## GOAL
Identify every line in the records below that contains the string "distant", and copy each of those lines. Case counts.

::::::

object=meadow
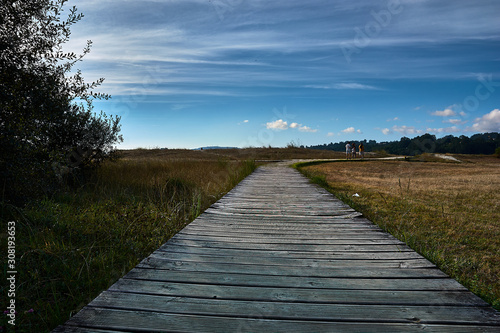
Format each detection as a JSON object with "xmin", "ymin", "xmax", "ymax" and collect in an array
[
  {"xmin": 297, "ymin": 155, "xmax": 500, "ymax": 310},
  {"xmin": 0, "ymin": 147, "xmax": 339, "ymax": 332}
]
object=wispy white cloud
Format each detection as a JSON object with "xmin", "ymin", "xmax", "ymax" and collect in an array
[
  {"xmin": 467, "ymin": 109, "xmax": 500, "ymax": 132},
  {"xmin": 443, "ymin": 118, "xmax": 467, "ymax": 125},
  {"xmin": 266, "ymin": 119, "xmax": 288, "ymax": 131},
  {"xmin": 381, "ymin": 125, "xmax": 424, "ymax": 135},
  {"xmin": 431, "ymin": 108, "xmax": 457, "ymax": 117},
  {"xmin": 340, "ymin": 127, "xmax": 363, "ymax": 134},
  {"xmin": 304, "ymin": 83, "xmax": 381, "ymax": 90},
  {"xmin": 425, "ymin": 126, "xmax": 461, "ymax": 134},
  {"xmin": 266, "ymin": 119, "xmax": 318, "ymax": 133},
  {"xmin": 299, "ymin": 126, "xmax": 318, "ymax": 133}
]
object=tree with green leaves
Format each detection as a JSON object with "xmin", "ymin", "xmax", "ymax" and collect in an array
[{"xmin": 0, "ymin": 0, "xmax": 123, "ymax": 201}]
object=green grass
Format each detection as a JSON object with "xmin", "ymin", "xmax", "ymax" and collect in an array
[{"xmin": 0, "ymin": 158, "xmax": 255, "ymax": 332}]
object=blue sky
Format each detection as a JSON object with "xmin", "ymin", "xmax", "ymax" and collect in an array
[{"xmin": 66, "ymin": 0, "xmax": 500, "ymax": 149}]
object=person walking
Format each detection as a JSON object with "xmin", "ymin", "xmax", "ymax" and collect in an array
[
  {"xmin": 345, "ymin": 142, "xmax": 352, "ymax": 159},
  {"xmin": 359, "ymin": 142, "xmax": 365, "ymax": 159}
]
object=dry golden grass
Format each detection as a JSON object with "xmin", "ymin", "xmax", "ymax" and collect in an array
[
  {"xmin": 118, "ymin": 147, "xmax": 345, "ymax": 161},
  {"xmin": 303, "ymin": 156, "xmax": 500, "ymax": 309}
]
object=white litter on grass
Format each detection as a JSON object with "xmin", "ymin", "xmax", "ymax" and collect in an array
[{"xmin": 434, "ymin": 154, "xmax": 462, "ymax": 162}]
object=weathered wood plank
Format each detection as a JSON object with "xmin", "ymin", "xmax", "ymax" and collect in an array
[
  {"xmin": 137, "ymin": 257, "xmax": 447, "ymax": 279},
  {"xmin": 108, "ymin": 279, "xmax": 487, "ymax": 307},
  {"xmin": 89, "ymin": 291, "xmax": 499, "ymax": 325},
  {"xmin": 54, "ymin": 167, "xmax": 500, "ymax": 333},
  {"xmin": 145, "ymin": 251, "xmax": 436, "ymax": 268},
  {"xmin": 125, "ymin": 267, "xmax": 467, "ymax": 291},
  {"xmin": 171, "ymin": 234, "xmax": 405, "ymax": 245},
  {"xmin": 54, "ymin": 307, "xmax": 498, "ymax": 333},
  {"xmin": 159, "ymin": 243, "xmax": 422, "ymax": 260}
]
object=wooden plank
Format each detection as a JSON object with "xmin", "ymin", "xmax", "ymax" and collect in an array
[
  {"xmin": 161, "ymin": 239, "xmax": 411, "ymax": 252},
  {"xmin": 144, "ymin": 251, "xmax": 436, "ymax": 268},
  {"xmin": 53, "ymin": 307, "xmax": 498, "ymax": 333},
  {"xmin": 54, "ymin": 167, "xmax": 500, "ymax": 333},
  {"xmin": 171, "ymin": 234, "xmax": 405, "ymax": 245},
  {"xmin": 124, "ymin": 267, "xmax": 467, "ymax": 291},
  {"xmin": 89, "ymin": 291, "xmax": 499, "ymax": 325},
  {"xmin": 137, "ymin": 257, "xmax": 447, "ymax": 279},
  {"xmin": 159, "ymin": 243, "xmax": 422, "ymax": 260}
]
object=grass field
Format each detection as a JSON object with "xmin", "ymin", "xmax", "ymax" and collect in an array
[
  {"xmin": 0, "ymin": 147, "xmax": 348, "ymax": 332},
  {"xmin": 0, "ymin": 156, "xmax": 255, "ymax": 332},
  {"xmin": 299, "ymin": 155, "xmax": 500, "ymax": 310}
]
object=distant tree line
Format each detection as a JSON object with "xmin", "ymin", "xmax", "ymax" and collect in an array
[{"xmin": 307, "ymin": 132, "xmax": 500, "ymax": 156}]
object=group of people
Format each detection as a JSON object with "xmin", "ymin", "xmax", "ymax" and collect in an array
[{"xmin": 345, "ymin": 142, "xmax": 365, "ymax": 160}]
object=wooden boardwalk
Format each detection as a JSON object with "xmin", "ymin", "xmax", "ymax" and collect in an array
[{"xmin": 53, "ymin": 166, "xmax": 500, "ymax": 333}]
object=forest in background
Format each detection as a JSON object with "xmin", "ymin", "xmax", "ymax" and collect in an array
[{"xmin": 307, "ymin": 132, "xmax": 500, "ymax": 156}]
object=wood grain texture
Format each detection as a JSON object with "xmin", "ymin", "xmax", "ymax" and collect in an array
[{"xmin": 53, "ymin": 165, "xmax": 500, "ymax": 333}]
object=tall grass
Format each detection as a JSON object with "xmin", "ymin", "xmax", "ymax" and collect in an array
[{"xmin": 0, "ymin": 158, "xmax": 255, "ymax": 332}]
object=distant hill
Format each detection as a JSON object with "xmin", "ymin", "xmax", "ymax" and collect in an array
[
  {"xmin": 307, "ymin": 132, "xmax": 500, "ymax": 156},
  {"xmin": 193, "ymin": 146, "xmax": 239, "ymax": 150}
]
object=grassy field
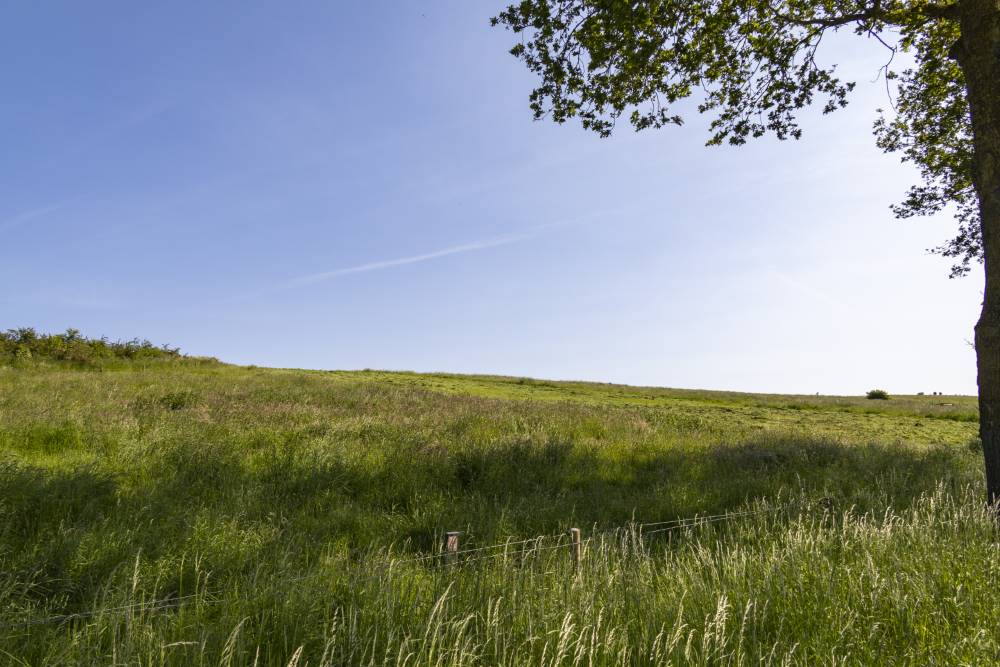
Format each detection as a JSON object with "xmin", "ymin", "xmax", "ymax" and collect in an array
[{"xmin": 0, "ymin": 357, "xmax": 988, "ymax": 666}]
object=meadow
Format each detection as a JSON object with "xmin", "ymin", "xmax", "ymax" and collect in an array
[{"xmin": 0, "ymin": 346, "xmax": 1000, "ymax": 666}]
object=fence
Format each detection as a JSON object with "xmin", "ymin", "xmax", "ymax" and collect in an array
[{"xmin": 0, "ymin": 498, "xmax": 831, "ymax": 629}]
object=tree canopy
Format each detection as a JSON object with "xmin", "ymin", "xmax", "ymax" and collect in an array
[{"xmin": 492, "ymin": 0, "xmax": 983, "ymax": 275}]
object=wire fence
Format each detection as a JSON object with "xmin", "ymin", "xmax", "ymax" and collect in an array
[{"xmin": 0, "ymin": 499, "xmax": 828, "ymax": 630}]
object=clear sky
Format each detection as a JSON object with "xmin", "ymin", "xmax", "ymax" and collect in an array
[{"xmin": 0, "ymin": 0, "xmax": 982, "ymax": 394}]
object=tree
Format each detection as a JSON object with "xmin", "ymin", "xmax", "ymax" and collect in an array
[{"xmin": 492, "ymin": 0, "xmax": 1000, "ymax": 503}]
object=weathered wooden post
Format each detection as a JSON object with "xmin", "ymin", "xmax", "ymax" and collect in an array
[
  {"xmin": 569, "ymin": 528, "xmax": 582, "ymax": 572},
  {"xmin": 444, "ymin": 530, "xmax": 459, "ymax": 565}
]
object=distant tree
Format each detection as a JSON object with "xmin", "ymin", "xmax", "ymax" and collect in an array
[{"xmin": 492, "ymin": 0, "xmax": 1000, "ymax": 502}]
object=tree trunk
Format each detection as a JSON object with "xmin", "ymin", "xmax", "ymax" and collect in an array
[{"xmin": 955, "ymin": 0, "xmax": 1000, "ymax": 508}]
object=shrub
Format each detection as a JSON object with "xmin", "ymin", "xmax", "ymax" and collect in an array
[{"xmin": 0, "ymin": 327, "xmax": 191, "ymax": 366}]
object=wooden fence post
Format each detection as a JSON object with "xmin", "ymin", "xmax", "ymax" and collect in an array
[
  {"xmin": 444, "ymin": 530, "xmax": 458, "ymax": 565},
  {"xmin": 569, "ymin": 528, "xmax": 582, "ymax": 572}
]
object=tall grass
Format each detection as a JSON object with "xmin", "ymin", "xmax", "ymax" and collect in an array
[{"xmin": 0, "ymin": 354, "xmax": 984, "ymax": 665}]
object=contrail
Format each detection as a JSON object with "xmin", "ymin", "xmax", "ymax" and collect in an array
[
  {"xmin": 0, "ymin": 206, "xmax": 61, "ymax": 232},
  {"xmin": 285, "ymin": 233, "xmax": 535, "ymax": 287}
]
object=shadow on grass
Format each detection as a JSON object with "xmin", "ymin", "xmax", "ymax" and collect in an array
[{"xmin": 0, "ymin": 436, "xmax": 981, "ymax": 597}]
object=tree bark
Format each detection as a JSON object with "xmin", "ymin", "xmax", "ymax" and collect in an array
[{"xmin": 954, "ymin": 0, "xmax": 1000, "ymax": 509}]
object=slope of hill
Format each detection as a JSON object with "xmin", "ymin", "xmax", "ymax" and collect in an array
[{"xmin": 0, "ymin": 357, "xmax": 988, "ymax": 665}]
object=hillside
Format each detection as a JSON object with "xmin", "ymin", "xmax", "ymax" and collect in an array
[{"xmin": 0, "ymin": 357, "xmax": 1000, "ymax": 665}]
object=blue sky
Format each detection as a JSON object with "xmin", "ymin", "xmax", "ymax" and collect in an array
[{"xmin": 0, "ymin": 0, "xmax": 982, "ymax": 394}]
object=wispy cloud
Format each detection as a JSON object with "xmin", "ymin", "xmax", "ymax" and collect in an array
[
  {"xmin": 283, "ymin": 230, "xmax": 538, "ymax": 287},
  {"xmin": 0, "ymin": 206, "xmax": 60, "ymax": 232}
]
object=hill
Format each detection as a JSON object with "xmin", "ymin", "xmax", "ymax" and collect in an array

::::::

## ANSWER TO THE PROBLEM
object=distant tree line
object=distant hill
object=distant tree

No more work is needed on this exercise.